▶ **Extracted text**
»»

For context: "this chapter" refers to the whole chapter describing the behavior of each JVM instruction. The specification seems to suggest that all bets are off on any guarantees the JVM makes by the time a VirtualMachineError is thrown.

[1] https://docs.oracle.com/en/java/javase/21/docs/api/java.base...

[2] https://docs.oracle.com/en/java/javase/21/docs/api/java.base...

[3] https://docs.oracle.com/javase/specs/jvms/se21/html/jvms-6.h...

fulafel

Is this a hole in the safety guarantees?

unscaled

You can catch OutOfMemoryErrors in Java, but it wouldn't be as simple as you describe. In a real-world program, you may be doing other things besides downloading URLs and feeding the URLs to the download scheduler. Even though the URL downloader is what's causing the memory pressure, an OutOfMemoryError may very well be thrown by an allocation anywhere else. _You only have one shared heap_, so unless there is only one single thing that is being allocated on the heap you cannot use it as.

Coming from C, you might think you can just avoid heap allocations for anything that you don't manage with backpressure, but that doesn't work in Java, since Java can only store primitives and references on the stack (at least until project Valhalla is delivered[1]). Almost everything you do triggers a heap allocation.

Virtual Threads make this even worse, since their "stack" is also stored on the heap and it can grow dynamically and require more heap allocations even if you just add a primitive object on the stack!

tl;dr: No, you cannot rely on catching OutOfMemoryError in Java in anything but the simplest scenarios and things break down when you have multiple threads and especially virtual threads.

[1] https://openjdk.org/projects/valhalla/

wyago

This feels analogous to saying that static memory management might be superior, because if dynamic memory is available developers can trivially produce an OOM.

It's possible we'll start borrowing more patterns from Erlang/OTP since it's been living in a post-greenthreads world for as long as many languages have existed, and has developed patterns around it.

jandrewrogers

Proper async architecture requires designing a scheduler appropriate for your workload. Many (most?) async applications ignore or skip this part and try to delegate it to a runtime or the OS, usually with mediocre results. Designing a robust scheduler usually requires excellent visibility into the real-time distribution of available resources so that you can dynamically schedule load away from the resources under the most pressure at every instant in time. If you aren’t going to do that work, async may not be the best architecture choice.

pron

First, this is true in any architecture. Second, in Java you can do just that with the use of semaphores guarding different resources with a different number of leases.

The one resource you can't easily schedule well is CPU, but that's not a big problem because interactive servers don't work well when the CPU needs to be scheduled (i.e. when it's at 100%). Again, this is true regardless of architecture.

««

▶ **Stated task 1**
In the Java memory discussion, copy the passage between "Virtual Threads make" and "on the stack!", inclusive, substituting "managed memory" for "heap".
▶ **Stated task 2**
According to the Java memory discussion, what can Java store on the stack?
▶ **Stated task 3**
For each statement, say whether the Java memory discussion agrees with it, and quote the words that decide it.
(a) The stack of a virtual thread is kept on the heap.
(b) CPU is named as the easiest resource to schedule well.
(c) Erlang/OTP has developed patterns around a post-greenthreads world.
The material after this point comes from a separate source.

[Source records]
»»

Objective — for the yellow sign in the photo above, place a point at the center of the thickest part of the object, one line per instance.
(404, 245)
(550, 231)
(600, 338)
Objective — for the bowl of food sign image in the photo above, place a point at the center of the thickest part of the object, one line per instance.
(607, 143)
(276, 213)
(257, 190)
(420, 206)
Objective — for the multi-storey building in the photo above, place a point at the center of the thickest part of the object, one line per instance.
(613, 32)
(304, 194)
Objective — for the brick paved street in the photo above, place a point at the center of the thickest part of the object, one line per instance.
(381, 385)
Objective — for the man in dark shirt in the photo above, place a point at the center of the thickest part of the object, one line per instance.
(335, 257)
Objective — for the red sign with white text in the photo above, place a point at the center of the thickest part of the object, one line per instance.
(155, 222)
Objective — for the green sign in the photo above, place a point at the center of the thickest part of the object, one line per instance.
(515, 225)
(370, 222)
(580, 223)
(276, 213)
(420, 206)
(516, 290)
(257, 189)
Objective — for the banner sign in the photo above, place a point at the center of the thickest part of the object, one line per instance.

««
»»

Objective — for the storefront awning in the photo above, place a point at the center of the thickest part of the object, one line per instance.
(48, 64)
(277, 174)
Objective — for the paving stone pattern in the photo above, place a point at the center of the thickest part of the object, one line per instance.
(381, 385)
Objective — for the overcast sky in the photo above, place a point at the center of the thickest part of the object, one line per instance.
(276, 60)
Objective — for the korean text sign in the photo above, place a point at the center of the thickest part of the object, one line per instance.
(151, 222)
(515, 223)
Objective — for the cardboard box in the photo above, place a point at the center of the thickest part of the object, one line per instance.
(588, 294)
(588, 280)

««

▶ **Exercise response 1**
Virtual Threads make this even worse, since their "stack" is also stored on the managed memory and it can grow dynamically and require more managed memory allocations even if you just add a primitive object on the stack!

▶ **Exercise response 2**
Only primitives and references, at least until project Valhalla is delivered.

▶ **Exercise response 3**
(a) Yes: "their "stack" is also stored on the heap"
(b) No: "The one resource you can't easily schedule well is CPU"
(c) Yes: "it's been living in a post-greenthreads world for as long as many languages have existed, and has developed patterns around it"